UOL




São Paulo, segunda-feira, 14 de abril de 2003

Texto Anterior | Próximo Texto | Índice

TENDÊNCIAS/DEBATES

Criminalidade, violência e a Polícia Militar

ALBERTO SILVEIRA RODRIGUES


Os PMs também são vítimas da violência e, invariavelmente, acabam tombando no exercício da função


O que é explicado nem sempre é justificado; o que é justificado nem sempre é aceito; o que é aceito nem sempre se harmoniza com o que é explicado. Um raciocínio cíclico que demonstra a dificuldade de chegar a um consenso, principalmente porque, além da fundamentação teórica, didática ou científica, nenhum posicionamento pode ser desvinculado de um natural grau de subjetividade.
Qualquer justificativa que se procure utilizar para planificar uma linha de raciocínio coerente sobre o porquê das coisas pode, a qualquer momento, ser refutada ou, com fundamentos, questionada. No caso do crime, poderíamos tentar explicá-lo tecnicamente e, quem sabe, projetar algumas das razões sobre a sua ocorrência. A conjugação de fatores sociais, econômicos e morais, entre outros, num desequilíbrio cada vez mais acentuado, poderia ser a alternativa mais confortável para buscar entender os números atuais da criminalidade.
Mas como justificar a violência gratuita e sem motivação ponderável empregada pelo ser humano e, pior, como aceitar a frieza e a maldade impregnadas nas atitudes quase psicóticas de pessoas contra o próximo -em alguns casos contra entes queridos? Não raramente, casos surpreendem não só pela gravidade e pela violência perpetradas, mas, essencialmente, pelas vítimas, que têm tido como algozes pessoas, em princípio, acima de qualquer suspeita.
Em outubro de 2002, a jovem Suzane é acusada do assassinato dos próprios pais. Em novembro do mesmo ano, estudante é acusado de matar avó e empregada. Em fevereiro deste ano, pai é acusado de jogar filho de um ano contra veículo em movimento. Exemplos, dentre tantos outros, que fogem de uma avaliação simplista e conclusiva sobre os seus fatores motivacionais. Certa apenas a concepção de que, apesar de o crime e a violência serem fenômenos distintos e autônomos, ultimamente a presença de um tem sido, praticamente, vinculada à existência da outra.

▶ _Linhas brutas_:
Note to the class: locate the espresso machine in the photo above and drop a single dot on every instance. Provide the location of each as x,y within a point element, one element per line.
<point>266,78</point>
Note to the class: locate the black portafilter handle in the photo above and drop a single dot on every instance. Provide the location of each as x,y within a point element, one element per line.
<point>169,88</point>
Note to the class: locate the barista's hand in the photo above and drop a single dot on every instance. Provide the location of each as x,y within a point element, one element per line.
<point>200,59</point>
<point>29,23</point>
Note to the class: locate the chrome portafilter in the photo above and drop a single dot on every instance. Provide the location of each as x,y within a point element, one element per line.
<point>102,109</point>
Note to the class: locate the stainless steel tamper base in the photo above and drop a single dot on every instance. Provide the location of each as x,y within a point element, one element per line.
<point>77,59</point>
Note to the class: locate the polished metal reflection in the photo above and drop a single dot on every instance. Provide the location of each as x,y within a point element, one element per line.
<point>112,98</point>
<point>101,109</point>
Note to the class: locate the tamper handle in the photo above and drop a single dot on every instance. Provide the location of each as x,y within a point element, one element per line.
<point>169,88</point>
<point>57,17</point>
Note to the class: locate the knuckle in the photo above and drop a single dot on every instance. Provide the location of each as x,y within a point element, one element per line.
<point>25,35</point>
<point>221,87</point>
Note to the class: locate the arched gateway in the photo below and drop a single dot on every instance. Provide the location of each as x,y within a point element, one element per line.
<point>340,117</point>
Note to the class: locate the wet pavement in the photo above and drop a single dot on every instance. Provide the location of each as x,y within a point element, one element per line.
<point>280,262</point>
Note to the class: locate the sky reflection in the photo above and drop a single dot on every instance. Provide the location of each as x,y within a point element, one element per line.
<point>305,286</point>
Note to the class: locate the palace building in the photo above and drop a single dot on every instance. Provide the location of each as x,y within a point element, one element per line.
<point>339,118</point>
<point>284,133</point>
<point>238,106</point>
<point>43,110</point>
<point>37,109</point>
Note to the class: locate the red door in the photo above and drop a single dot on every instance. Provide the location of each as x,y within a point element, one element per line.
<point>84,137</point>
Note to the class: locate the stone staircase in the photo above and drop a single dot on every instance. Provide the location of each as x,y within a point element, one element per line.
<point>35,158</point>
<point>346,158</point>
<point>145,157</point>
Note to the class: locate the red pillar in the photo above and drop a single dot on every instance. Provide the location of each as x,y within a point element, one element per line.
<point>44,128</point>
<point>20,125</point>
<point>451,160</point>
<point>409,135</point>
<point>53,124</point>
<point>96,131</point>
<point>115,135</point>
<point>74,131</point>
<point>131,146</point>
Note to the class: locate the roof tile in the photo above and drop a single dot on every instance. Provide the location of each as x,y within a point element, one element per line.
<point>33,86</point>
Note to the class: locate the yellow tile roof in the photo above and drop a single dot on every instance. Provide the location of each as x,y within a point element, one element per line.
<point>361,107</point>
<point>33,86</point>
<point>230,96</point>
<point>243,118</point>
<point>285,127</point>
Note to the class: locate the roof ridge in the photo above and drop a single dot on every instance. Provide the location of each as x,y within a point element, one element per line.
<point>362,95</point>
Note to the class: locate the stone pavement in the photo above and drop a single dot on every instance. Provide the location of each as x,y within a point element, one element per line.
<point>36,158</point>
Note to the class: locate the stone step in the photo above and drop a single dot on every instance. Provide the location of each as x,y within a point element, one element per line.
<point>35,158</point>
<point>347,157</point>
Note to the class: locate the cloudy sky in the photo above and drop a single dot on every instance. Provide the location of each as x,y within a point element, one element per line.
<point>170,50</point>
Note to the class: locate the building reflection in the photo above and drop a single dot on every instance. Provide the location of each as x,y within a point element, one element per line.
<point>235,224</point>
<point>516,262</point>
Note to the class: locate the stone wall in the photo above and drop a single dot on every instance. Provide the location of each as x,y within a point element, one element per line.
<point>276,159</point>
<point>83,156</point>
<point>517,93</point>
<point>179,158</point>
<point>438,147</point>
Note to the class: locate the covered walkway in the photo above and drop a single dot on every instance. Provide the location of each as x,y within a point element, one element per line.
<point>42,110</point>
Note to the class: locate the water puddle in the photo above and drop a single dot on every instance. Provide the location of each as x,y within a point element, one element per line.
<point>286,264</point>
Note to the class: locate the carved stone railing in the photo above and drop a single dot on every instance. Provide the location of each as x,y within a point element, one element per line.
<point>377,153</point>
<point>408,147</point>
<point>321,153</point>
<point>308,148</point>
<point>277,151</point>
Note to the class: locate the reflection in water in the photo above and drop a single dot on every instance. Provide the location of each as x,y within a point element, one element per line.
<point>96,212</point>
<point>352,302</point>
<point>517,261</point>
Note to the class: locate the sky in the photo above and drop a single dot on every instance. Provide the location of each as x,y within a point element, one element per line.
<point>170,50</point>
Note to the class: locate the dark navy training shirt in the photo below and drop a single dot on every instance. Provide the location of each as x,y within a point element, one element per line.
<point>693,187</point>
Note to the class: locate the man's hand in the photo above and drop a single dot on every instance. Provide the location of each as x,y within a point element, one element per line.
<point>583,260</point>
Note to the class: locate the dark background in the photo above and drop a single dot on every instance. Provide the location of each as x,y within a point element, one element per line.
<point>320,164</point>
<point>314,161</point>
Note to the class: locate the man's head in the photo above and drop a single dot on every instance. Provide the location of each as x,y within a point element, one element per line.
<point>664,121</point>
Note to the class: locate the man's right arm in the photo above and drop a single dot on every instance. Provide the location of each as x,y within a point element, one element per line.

▶ _Tarefa breve_: Retome o texto sobre criminalidade, violência e a Polícia Militar logo depois da última frase apresentada.

▶ _Resposta do exercício_:
Analiticamente, crime é um fato típico, antijurídico e culpável, podendo ser consumado sem conexão com atos violentos; por exemplo: furto, estelionato etc. A criminalidade é uma contingência do crime. Já a violência consiste num elemento psíquico esquecido na esfera subliminar da consciência, donde, a qualquer momento, pode ressurgir. Controlada por freios sociais, morais, religiosos, familiares e pelo bom senso, é fundamental como estímulo vital para a reação de defesa e para o espírito empreendedor, necessários à existência humana. Em contrapartida, exteriorizada sem o controle ou o balizamento de tais limitadores, vicia o comportamento e avilta a atitude, tornando inconsequente o resultado e os seus efeitos.
A violência é inerente ao ser humano. Está dentro de cada um e se manifesta de formas e intensidades variadas, dependendo dos freios incrustados no caráter ou na personalidade. Impossível mensurá-la ou prever o momento de sua exteriorização. Já a criminalidade pode ser mensurada e controlada. No Estado de São Paulo está sob controle, com tendência de queda, apesar de, ainda, apresentar níveis inaceitáveis.
Não obstante essa explicação, urge buscar uma justificativa aceitável para o crescente número de casos em que a violência está se incorporando ao ato criminoso, além de fomentar e estimular as ações delituosas. Poderíamos recorrer aos "milhões de especialistas" em segurança pública para encontrarmos respostas ou até soluções. Ou, então, socorrermo-nos de antropólogos, sociólogos e psicólogos para tentarmos entender melhor o ser humano e, quem sabe, reprogramar o seu comportamento.
A mudança desse cenário não deve ser tão singela. Na realidade, o mundo inteiro passa por um processo de mutação individual e comportamental em que a perda de valores morais e sociais tem alcançado povos e nações sem distinção. Guerras, atrocidades e manifestações de selvageria humana são veiculadas e difundidas com uma naturalidade tão fria, espontânea e globalizada que parecem nem mais sensibilizar as pessoas.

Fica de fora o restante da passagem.